Start of Block

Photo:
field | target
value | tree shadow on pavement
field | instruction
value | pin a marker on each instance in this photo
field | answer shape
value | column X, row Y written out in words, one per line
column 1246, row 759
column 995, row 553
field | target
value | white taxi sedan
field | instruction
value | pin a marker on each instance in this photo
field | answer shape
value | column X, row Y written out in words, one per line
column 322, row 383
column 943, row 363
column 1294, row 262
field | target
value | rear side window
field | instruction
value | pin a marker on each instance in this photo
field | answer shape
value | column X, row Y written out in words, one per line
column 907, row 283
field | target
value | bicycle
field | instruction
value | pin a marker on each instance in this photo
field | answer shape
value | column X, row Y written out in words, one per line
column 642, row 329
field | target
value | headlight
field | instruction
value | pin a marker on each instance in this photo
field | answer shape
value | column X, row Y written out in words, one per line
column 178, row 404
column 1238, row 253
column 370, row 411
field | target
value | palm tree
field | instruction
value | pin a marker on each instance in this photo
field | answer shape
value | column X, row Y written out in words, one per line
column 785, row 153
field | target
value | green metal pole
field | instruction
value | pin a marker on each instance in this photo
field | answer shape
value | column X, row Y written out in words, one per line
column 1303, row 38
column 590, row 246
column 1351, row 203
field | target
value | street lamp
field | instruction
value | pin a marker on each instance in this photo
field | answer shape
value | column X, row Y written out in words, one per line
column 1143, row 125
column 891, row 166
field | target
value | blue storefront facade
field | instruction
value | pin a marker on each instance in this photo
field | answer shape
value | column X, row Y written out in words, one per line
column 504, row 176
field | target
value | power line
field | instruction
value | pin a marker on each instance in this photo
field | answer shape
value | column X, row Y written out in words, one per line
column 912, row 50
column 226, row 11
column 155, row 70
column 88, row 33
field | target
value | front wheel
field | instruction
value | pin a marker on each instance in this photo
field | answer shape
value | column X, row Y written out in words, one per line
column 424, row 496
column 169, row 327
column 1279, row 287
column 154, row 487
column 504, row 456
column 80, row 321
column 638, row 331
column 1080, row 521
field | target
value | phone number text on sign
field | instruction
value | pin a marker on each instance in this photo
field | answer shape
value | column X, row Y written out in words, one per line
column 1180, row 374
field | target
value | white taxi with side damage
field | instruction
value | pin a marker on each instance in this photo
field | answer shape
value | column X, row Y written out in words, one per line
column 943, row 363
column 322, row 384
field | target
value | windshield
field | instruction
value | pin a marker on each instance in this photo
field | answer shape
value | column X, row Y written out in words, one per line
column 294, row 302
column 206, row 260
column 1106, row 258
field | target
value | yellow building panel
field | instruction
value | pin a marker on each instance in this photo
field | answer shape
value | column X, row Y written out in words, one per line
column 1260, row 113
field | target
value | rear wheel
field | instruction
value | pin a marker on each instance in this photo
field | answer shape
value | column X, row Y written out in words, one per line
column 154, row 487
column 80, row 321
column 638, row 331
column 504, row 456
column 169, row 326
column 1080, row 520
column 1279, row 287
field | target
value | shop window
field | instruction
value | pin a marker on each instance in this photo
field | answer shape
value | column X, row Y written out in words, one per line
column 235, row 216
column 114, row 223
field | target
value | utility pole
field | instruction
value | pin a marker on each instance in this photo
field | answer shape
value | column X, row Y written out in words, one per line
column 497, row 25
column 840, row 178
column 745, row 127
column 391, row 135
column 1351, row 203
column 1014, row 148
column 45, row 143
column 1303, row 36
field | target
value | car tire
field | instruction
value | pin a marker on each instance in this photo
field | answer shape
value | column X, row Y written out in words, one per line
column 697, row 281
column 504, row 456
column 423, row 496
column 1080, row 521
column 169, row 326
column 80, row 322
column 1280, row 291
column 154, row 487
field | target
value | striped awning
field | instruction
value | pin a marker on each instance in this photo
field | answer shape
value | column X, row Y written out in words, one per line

End of Block

Faithfully reproduce all of the records, character for character.

> **Written response**
Photo:
field | target
value | tree shadow on pavement
field | instruction
value | pin a marker on each instance in this photo
field | answer shape
value | column X, row Y written out in words, one per line
column 1246, row 759
column 995, row 553
field | target
value | white taxi sedan
field | instruction
value | pin a marker on each instance in this photo
field | answer shape
value | column X, row Y written out in words, one per line
column 322, row 383
column 943, row 363
column 1294, row 262
field | target
value | rear side window
field | instruction
value | pin a marker on each instance in this photo
field | answer shape
value | column X, row Y written out in words, one per line
column 907, row 283
field | target
value | bicycle
field | instruction
value | pin a marker on each instance in this photo
field | answer shape
value | column X, row Y written out in words, one per line
column 642, row 329
field | target
value | headlight
field | instruction
value | pin a marker on each instance in this photo
field | answer shape
value | column X, row Y written out in words, one per line
column 178, row 404
column 1238, row 253
column 370, row 411
field | target
value | palm tree
field | instruction
value | pin a marker on each instance in this photo
field | answer shape
value | column X, row Y written out in words, one per line
column 785, row 153
field | target
value | green metal pole
field | instruction
value | pin a marker on each instance in this photo
field | answer shape
value | column X, row Y written out in words, one per line
column 1303, row 38
column 590, row 246
column 1351, row 203
field | target
value | street lamp
field | instruction
value | pin a marker on each instance in this photo
field | answer shape
value | column X, row Y written out in words, one per line
column 1143, row 125
column 891, row 166
field | target
value | blue storefront facade
field | instruction
value | pin a marker on each instance in this photo
field | answer shape
value | column X, row Y written out in words, one per line
column 504, row 176
field | target
value | power line
field | instruction
value | pin a marker on each instance in this photo
field | answer shape
value | column X, row Y written out in words, one per line
column 912, row 50
column 226, row 11
column 155, row 70
column 88, row 33
field | target
value | front wheel
field | instruction
value | pin a marker on each instance in this photo
field | answer shape
value | column X, row Y written out in words, one per line
column 424, row 496
column 169, row 327
column 1279, row 287
column 154, row 487
column 504, row 456
column 80, row 321
column 638, row 331
column 1080, row 521
field | target
value | phone number text on sign
field | instruction
value | pin a marker on each instance in this photo
field | answer shape
value | column X, row Y written out in words, one per line
column 1180, row 374
field | target
value | white taxi with side damage
field | instruction
value | pin a marker on each instance in this photo
field | answer shape
value | column X, row Y written out in words, one per line
column 943, row 363
column 322, row 384
field | target
value | windshield
field | instruction
value | pin a marker on each instance in this photo
field | answer shape
value | column X, row Y written out in words, one per line
column 294, row 302
column 206, row 260
column 1106, row 258
field | target
value | yellow building panel
field | instruction
value | pin a marker on each instance in this photo
field | answer shape
value | column X, row Y written out in words, one per line
column 1260, row 113
field | target
value | rear wheel
field | instruction
value | pin a marker on each instance in this photo
field | answer shape
value | column X, row Y written out in words, one per line
column 154, row 487
column 80, row 321
column 638, row 331
column 504, row 456
column 169, row 326
column 1080, row 520
column 1279, row 287
field | target
value | shop window
field | instruction
value | pin a marker on each instance in this photo
field | answer shape
value | column X, row Y written out in words, one per line
column 235, row 216
column 114, row 223
field | target
value | utility pole
field | instruction
value | pin a marker on each instance in this photo
field | answer shape
value | column X, row Y written out in words, one per line
column 497, row 25
column 840, row 178
column 745, row 127
column 391, row 135
column 1351, row 203
column 1014, row 148
column 45, row 143
column 1303, row 36
field | target
value | car tire
field | instruction
value | pin a marker on each instance in this photo
field | answer shape
value | column X, row Y written out in words, one per line
column 697, row 281
column 504, row 456
column 423, row 496
column 1080, row 521
column 169, row 326
column 80, row 322
column 1280, row 291
column 154, row 487
field | target
value | striped awning
field | instruction
value | pin a marker on each instance in this photo
field | answer shape
value | column X, row Y written out in words, one per line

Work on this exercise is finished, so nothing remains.